→ **TASK ITEM**: Copy the records below word for word, from the first line through the line that contains "Target: white trim board", and leave out any pictures.

Image-grounded pointing data

--*--

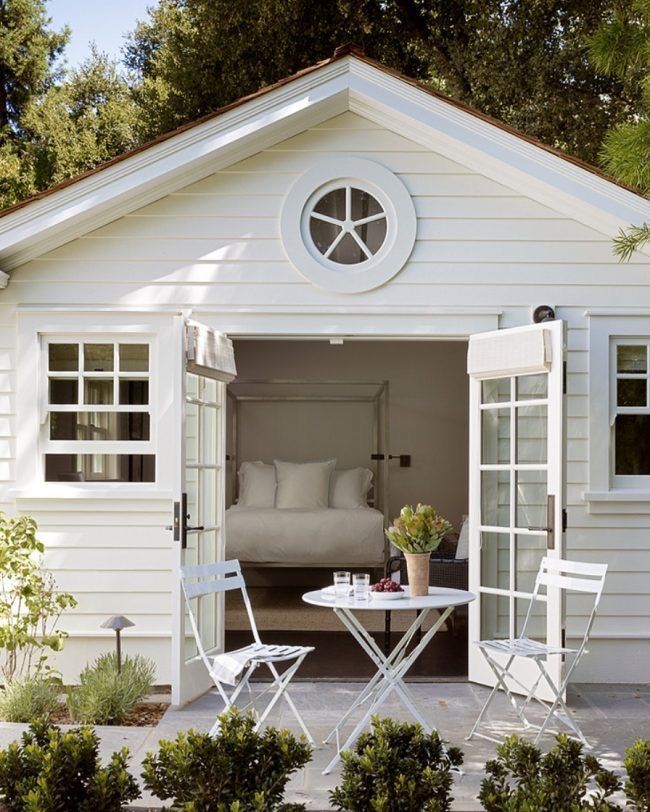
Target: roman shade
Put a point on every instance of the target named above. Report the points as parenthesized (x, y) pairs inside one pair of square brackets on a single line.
[(209, 353), (500, 355)]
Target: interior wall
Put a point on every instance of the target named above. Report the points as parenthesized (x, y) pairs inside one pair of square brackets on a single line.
[(428, 406)]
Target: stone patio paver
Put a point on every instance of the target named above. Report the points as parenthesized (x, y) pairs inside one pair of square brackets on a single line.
[(610, 716)]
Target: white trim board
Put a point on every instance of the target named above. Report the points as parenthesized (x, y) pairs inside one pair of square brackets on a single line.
[(347, 84)]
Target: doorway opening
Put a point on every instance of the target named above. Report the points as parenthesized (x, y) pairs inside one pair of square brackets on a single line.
[(398, 409)]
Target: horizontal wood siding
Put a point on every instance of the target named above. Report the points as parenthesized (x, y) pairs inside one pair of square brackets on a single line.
[(215, 246)]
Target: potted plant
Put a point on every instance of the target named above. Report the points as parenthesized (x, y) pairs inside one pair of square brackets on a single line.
[(417, 532)]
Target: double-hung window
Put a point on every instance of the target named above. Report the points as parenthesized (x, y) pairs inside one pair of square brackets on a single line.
[(630, 410), (97, 425)]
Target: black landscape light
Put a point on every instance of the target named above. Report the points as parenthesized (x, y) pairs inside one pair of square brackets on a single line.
[(117, 623)]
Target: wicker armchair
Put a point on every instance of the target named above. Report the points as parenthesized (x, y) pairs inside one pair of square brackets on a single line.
[(444, 570)]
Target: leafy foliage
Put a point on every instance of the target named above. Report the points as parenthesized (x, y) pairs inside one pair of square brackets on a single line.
[(397, 767), (237, 770), (637, 764), (53, 771), (521, 779), (418, 530), (621, 47), (28, 53), (105, 696), (28, 699), (30, 605), (524, 63)]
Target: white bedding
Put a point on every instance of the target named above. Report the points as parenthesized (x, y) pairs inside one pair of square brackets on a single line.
[(330, 536)]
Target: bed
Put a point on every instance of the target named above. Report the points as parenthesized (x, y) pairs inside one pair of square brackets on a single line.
[(326, 537)]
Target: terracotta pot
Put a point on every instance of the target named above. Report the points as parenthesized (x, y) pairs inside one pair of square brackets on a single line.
[(417, 569)]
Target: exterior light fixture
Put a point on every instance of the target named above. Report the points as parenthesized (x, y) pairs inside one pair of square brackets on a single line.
[(117, 623)]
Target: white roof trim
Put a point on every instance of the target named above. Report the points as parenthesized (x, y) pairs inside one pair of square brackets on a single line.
[(345, 84)]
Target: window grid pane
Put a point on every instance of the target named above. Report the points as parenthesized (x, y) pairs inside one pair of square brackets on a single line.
[(98, 393), (631, 396)]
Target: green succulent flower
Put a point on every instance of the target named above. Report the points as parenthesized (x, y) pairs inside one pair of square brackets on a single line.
[(418, 530)]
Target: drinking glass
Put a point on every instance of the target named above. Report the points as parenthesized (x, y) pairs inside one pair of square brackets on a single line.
[(361, 586), (341, 584)]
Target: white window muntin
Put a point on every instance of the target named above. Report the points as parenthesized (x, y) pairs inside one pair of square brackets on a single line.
[(348, 225), (97, 446), (392, 196)]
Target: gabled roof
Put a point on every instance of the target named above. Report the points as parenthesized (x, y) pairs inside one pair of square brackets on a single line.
[(347, 81)]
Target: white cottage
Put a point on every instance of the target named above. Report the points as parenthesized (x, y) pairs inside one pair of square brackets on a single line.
[(345, 227)]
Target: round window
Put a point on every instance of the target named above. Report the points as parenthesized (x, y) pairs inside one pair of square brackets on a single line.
[(348, 225)]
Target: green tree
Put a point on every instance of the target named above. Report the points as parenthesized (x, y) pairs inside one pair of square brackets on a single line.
[(525, 63), (81, 122), (86, 119), (621, 47), (28, 53)]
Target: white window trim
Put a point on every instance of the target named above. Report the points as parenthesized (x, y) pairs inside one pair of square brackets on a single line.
[(604, 486), (382, 184), (33, 332)]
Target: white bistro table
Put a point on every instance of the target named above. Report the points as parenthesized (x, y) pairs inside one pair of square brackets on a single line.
[(391, 668)]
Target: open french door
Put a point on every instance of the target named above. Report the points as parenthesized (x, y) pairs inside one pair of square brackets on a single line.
[(203, 366), (516, 488)]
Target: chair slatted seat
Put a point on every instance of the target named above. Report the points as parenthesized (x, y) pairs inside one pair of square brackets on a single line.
[(576, 576), (224, 576)]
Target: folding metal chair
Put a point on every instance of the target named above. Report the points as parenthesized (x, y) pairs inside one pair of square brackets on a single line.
[(225, 576), (567, 575)]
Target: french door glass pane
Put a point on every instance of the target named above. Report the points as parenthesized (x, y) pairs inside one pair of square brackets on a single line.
[(63, 357), (495, 560), (532, 386), (495, 616), (98, 391), (495, 497), (531, 498), (529, 551), (98, 358), (531, 434), (495, 391), (495, 434)]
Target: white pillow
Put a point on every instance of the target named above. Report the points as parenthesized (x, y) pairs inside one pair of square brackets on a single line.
[(349, 488), (303, 484), (256, 485)]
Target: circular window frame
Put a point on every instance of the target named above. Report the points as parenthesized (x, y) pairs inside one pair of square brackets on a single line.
[(392, 196)]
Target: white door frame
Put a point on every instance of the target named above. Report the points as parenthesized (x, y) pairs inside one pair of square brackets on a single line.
[(189, 676), (478, 670)]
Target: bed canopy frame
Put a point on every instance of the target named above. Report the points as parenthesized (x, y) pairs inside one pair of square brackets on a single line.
[(314, 391)]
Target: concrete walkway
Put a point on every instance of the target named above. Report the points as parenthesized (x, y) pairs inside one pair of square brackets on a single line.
[(612, 717)]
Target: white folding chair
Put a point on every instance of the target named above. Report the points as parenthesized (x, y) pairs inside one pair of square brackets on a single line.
[(225, 576), (567, 575)]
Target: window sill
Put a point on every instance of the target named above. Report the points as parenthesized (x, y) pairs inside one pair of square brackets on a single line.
[(618, 501), (88, 492)]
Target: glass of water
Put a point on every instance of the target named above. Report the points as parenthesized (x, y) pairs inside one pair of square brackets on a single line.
[(341, 584), (361, 586)]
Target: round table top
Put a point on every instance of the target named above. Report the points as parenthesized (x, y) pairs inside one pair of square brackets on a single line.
[(438, 598)]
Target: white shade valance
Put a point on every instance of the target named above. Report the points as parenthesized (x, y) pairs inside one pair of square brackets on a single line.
[(209, 353), (499, 355)]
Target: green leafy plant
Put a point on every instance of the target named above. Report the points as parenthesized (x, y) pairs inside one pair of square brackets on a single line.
[(55, 771), (238, 770), (637, 764), (397, 767), (30, 605), (418, 530), (29, 699), (521, 779), (105, 696)]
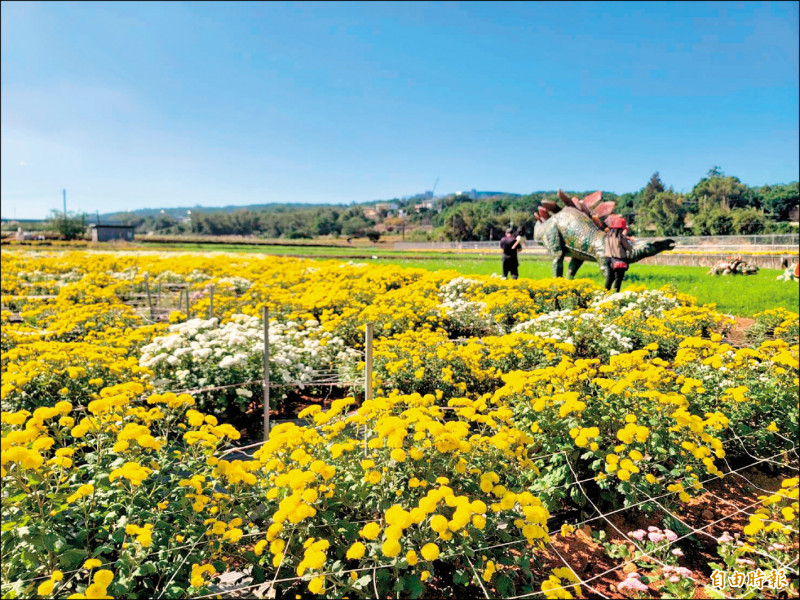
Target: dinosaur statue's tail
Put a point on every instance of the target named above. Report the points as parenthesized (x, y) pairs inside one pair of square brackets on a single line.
[(599, 212)]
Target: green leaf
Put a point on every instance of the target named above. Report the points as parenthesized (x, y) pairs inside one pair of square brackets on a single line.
[(71, 558), (414, 586), (713, 592), (504, 586)]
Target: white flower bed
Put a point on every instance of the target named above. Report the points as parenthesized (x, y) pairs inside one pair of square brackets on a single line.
[(203, 352)]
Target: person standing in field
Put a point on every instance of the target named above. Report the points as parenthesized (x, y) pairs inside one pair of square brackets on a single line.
[(510, 246), (617, 246)]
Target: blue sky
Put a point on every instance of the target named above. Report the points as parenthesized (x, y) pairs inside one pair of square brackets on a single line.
[(133, 105)]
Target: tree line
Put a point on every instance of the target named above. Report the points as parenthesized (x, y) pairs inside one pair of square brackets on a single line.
[(718, 204)]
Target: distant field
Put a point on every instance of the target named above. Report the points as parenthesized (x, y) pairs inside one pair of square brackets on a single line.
[(736, 295), (741, 296)]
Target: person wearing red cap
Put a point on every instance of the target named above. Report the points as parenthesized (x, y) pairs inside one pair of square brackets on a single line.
[(617, 246)]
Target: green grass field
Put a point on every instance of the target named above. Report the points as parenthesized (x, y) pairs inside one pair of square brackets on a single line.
[(736, 295), (739, 295)]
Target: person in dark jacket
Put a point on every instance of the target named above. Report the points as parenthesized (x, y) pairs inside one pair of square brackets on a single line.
[(616, 251), (511, 247)]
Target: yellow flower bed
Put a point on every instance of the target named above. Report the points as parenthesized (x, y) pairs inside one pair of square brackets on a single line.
[(493, 398)]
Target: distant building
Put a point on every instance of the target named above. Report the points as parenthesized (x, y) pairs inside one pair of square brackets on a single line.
[(108, 232)]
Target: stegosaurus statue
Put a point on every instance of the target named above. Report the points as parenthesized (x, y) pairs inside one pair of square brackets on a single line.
[(578, 230)]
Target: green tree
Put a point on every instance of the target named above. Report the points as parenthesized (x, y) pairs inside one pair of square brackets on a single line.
[(664, 214), (713, 221), (778, 200), (748, 221), (69, 226), (716, 190)]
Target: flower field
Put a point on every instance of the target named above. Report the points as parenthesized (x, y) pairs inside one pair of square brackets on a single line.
[(515, 427)]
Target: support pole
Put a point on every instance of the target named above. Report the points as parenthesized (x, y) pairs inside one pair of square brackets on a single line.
[(265, 314), (367, 372), (149, 299), (368, 361)]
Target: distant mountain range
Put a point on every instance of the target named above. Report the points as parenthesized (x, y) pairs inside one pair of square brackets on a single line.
[(180, 211)]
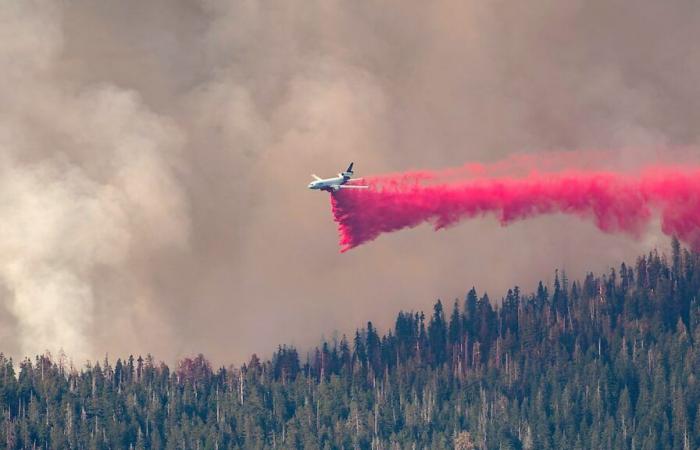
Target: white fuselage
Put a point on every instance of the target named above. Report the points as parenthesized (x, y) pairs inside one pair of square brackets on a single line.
[(329, 184)]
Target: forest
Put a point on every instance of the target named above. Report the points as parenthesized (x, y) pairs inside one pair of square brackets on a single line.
[(606, 362)]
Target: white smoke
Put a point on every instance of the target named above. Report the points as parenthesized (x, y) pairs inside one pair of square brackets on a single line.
[(86, 182)]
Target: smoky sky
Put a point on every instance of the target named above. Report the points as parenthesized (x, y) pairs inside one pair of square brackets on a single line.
[(154, 157)]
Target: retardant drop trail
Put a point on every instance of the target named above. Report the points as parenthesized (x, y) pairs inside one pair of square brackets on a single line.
[(616, 202)]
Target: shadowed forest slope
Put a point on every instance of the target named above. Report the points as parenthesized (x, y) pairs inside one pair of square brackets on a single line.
[(607, 362)]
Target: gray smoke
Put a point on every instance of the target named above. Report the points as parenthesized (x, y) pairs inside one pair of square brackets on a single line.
[(154, 156)]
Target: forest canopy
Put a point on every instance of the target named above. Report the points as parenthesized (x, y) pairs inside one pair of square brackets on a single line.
[(610, 361)]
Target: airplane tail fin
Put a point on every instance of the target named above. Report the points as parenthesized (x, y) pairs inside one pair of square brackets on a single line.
[(348, 172)]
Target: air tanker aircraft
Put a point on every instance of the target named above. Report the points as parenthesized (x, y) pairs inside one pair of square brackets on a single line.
[(333, 184)]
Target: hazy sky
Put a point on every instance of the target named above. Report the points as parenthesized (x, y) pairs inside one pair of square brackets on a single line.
[(154, 157)]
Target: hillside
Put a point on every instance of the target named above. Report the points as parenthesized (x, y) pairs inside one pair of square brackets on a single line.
[(607, 362)]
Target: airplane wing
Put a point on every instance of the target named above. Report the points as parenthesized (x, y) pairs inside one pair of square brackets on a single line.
[(352, 186)]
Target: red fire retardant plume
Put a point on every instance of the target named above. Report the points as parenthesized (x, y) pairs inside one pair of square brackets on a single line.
[(615, 202)]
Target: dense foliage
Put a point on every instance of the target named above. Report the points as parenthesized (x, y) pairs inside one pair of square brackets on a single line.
[(609, 362)]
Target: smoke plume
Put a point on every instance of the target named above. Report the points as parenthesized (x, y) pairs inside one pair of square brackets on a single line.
[(615, 202), (154, 157)]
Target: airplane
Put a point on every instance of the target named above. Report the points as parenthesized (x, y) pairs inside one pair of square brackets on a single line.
[(334, 184)]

--*--

→ **OUTPUT BELOW**:
Target: roman shade
Put a point on every instance of the target named above. Report the points as parenthesized (x, y) pairs inside one pair of square brackets on a single line.
[(209, 353), (500, 355)]
Target: interior wall
Put a point on every instance of the target named above. Report the points as parenthesized (x, y) pairs inside one pair of square brackets on a single line.
[(428, 406)]
Target: stone patio paver
Put a point on every instance of the target named above. Report the points as parenthesized (x, y) pairs inside one pair of square brackets on a single line.
[(610, 716)]
Target: white trim board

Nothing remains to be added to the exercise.